#### Passage shown:
═══

# How much r triggers



## Trillion (May 10, 2004)

I can't believe how much I found a niger trigger for today
I usually see them for around 30 to 35 bucks
I found out how much clown triggers are today to


----------



## fredweezy (May 27, 2004)

Actually I got my 3-4" Niger for 30$, Clown Triggers usually come at around 5" and are around 100$...read up on Clown Trigs before you get into one, success rates with those guys are like 50%, they are meaner than anything you have ever encountered trust me and also the mortality rates on tiny baby CT's are low so you probably don't wanna get one of those since you are a beginner.


----------



## Trillion (May 10, 2004)

u mean there has actually been some one that has bred clown triggers n captivity.My god I would kill to bred a couple of ****** n captiivity let alone a clown








If some one has did it how did they do it?

don't worry I'm not gonna try for a clown for a while trust me. right now I'm all about the niger trigger.

by the way do u perhaps know where the niger gets his name from?

═══

#### Task list:
- 1) Give the entries again from the line containing "the green plastic" through the end of the entries, both ends included, and nothing else. Keep every request and its sample coordinates unchanged, but multiply each answer coordinate by 2.5 and round it to a whole number, with halves rounded up.
- 2) Proceed with the forum thread on trigger fish prices, starting right after its last post.

#### Data rows:
═══

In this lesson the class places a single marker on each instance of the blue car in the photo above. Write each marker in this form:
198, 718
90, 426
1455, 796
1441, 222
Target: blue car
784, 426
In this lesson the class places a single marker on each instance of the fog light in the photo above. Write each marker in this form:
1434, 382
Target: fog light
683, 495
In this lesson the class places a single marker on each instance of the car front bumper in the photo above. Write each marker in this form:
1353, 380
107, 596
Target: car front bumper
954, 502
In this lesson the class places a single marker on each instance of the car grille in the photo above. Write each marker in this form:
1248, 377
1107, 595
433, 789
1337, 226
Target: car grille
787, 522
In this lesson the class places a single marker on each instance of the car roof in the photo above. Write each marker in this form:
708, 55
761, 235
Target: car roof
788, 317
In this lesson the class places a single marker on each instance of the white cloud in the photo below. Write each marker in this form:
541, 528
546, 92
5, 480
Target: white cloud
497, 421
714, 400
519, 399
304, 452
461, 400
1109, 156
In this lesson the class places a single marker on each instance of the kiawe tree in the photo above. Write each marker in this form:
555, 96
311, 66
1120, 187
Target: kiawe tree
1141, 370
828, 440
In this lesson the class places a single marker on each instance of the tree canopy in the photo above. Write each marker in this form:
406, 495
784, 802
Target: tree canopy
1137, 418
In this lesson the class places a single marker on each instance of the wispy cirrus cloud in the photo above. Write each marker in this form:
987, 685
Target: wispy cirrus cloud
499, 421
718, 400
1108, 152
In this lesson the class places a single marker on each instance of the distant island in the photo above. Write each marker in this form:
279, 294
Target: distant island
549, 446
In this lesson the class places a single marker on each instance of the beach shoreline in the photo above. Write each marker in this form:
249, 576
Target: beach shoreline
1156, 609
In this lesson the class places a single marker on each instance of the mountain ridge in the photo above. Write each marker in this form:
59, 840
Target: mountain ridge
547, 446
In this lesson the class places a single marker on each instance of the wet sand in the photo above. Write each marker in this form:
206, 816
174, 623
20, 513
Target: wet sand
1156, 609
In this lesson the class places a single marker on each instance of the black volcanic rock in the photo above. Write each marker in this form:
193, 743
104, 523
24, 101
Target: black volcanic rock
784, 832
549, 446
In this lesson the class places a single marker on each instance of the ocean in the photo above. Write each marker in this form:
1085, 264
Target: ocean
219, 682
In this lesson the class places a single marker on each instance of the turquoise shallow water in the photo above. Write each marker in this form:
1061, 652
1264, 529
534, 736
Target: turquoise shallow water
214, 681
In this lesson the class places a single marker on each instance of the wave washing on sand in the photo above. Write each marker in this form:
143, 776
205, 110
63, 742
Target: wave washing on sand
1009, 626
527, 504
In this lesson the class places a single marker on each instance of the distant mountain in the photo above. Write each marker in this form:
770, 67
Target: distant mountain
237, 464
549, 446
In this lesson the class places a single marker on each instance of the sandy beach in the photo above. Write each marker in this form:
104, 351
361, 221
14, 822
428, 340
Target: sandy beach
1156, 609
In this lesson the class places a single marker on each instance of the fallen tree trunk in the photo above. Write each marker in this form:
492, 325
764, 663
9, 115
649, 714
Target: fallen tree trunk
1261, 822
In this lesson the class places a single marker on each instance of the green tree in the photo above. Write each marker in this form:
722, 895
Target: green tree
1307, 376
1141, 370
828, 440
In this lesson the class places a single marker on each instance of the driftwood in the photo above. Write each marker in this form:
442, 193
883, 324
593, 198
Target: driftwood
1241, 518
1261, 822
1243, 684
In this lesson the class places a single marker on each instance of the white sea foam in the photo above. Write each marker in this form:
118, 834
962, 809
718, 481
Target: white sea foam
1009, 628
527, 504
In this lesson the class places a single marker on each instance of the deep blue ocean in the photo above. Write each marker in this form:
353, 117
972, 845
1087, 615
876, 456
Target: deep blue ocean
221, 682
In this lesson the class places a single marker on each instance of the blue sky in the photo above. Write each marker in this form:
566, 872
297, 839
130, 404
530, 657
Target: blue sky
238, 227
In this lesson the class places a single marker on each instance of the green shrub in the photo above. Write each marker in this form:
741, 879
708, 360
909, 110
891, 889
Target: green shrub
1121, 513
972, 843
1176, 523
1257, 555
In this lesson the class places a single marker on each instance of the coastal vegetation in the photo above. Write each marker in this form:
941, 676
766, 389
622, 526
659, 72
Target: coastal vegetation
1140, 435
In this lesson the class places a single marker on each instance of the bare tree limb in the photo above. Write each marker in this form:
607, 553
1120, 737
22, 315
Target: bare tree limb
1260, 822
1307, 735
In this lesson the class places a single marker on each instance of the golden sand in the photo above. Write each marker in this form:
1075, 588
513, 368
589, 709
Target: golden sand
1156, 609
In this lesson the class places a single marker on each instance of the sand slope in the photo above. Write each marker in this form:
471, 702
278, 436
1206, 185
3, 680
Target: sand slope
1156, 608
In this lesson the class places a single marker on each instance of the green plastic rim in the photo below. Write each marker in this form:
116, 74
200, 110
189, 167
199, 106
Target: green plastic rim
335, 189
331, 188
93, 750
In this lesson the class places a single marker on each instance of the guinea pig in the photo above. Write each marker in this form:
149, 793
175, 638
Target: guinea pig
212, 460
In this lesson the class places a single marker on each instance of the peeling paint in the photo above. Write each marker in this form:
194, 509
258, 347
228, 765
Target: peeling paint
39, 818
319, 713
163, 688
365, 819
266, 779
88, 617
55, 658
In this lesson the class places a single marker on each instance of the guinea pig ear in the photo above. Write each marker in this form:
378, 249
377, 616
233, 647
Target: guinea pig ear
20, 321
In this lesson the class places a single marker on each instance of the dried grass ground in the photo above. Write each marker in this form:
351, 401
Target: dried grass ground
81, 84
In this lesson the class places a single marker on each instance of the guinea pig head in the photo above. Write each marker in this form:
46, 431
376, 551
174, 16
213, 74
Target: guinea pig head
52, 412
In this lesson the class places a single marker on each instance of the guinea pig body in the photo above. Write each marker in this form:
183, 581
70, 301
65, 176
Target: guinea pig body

═══

#### The responses:
- 1)
In this lesson the class places a single marker on each instance of the green plastic rim in the photo below. Write each marker in this form:
116, 74
200, 110
189, 167
199, 106
Target: green plastic rim
838, 473
828, 470
233, 1875
In this lesson the class places a single marker on each instance of the guinea pig in the photo above. Write each marker in this form:
149, 793
175, 638
Target: guinea pig
530, 1150
In this lesson the class places a single marker on each instance of the peeling paint in the photo above. Write each marker in this form:
194, 509
258, 347
228, 765
Target: peeling paint
98, 2045
798, 1783
408, 1720
913, 2048
665, 1948
220, 1543
138, 1645
In this lesson the class places a single marker on each instance of the guinea pig ear in the photo above. Write each marker in this form:
378, 249
377, 616
233, 647
Target: guinea pig ear
50, 803
In this lesson the class places a single marker on each instance of the dried grass ground in the photo above. Write each marker in this form:
351, 401
Target: dried grass ground
203, 210
In this lesson the class places a single marker on each instance of the guinea pig head in the photo above. Write each marker in this form:
46, 431
376, 551
174, 16
213, 74
Target: guinea pig head
130, 1030
In this lesson the class places a single marker on each instance of the guinea pig body in the photo above. Write each marker in this form:
183, 581
70, 301
65, 176
Target: guinea pig body

- 2)
just wondering


----------



## fredweezy (May 27, 2004)

Trillion said:


> u mean there has actually been some one that has bred clown triggers n captivity.My god I would kill to bred a couple of ****** n captiivity let alone a clown
> 
> 
> 
> ...


Nah dude you can't breed CT's in captivity...and a its Niger Triger "Ni-JER", I am guessing from the genus name possibly? I don't know...I'm just bullshittin.










Thats a pic of my old CT, before he went nuts...CT's are my favorites, I want to get a tiny one and see if I have some good luck with it but I am still thinking about it.


----------



## Fish Finder (Mar 25, 2005)

they are quite cheep at the wholesaler so that mark up is only a 50% mark up unlike the usual 150-200% mark up


----------



## Trillion (May 10, 2004)

Thats a pic of my old CT, before he went nuts...CT's are my favorites

What do u mean before he went nuts? What happened?

And why are clowns so mpossible to breed in captive? If that tanks big enough I'm sure the probability would go up considerably.


----------



## fredweezy (May 27, 2004)

Trillion said:


> Thats a pic of my old CT, before he went nuts...CT's are my favorites
> 
> What do u mean before he went nuts? What happened?
> 
> And why are clowns so mpossible to breed in captive? If that tanks big enough I'm sure the probability would go up considerably.


The CT killed my Harlequin Tusk, a very cool, expensive fish, I am really not sure about the whole breeding thing...Its hard enough keeping one in your aquarium...


----------



## Blue (Mar 23, 2005)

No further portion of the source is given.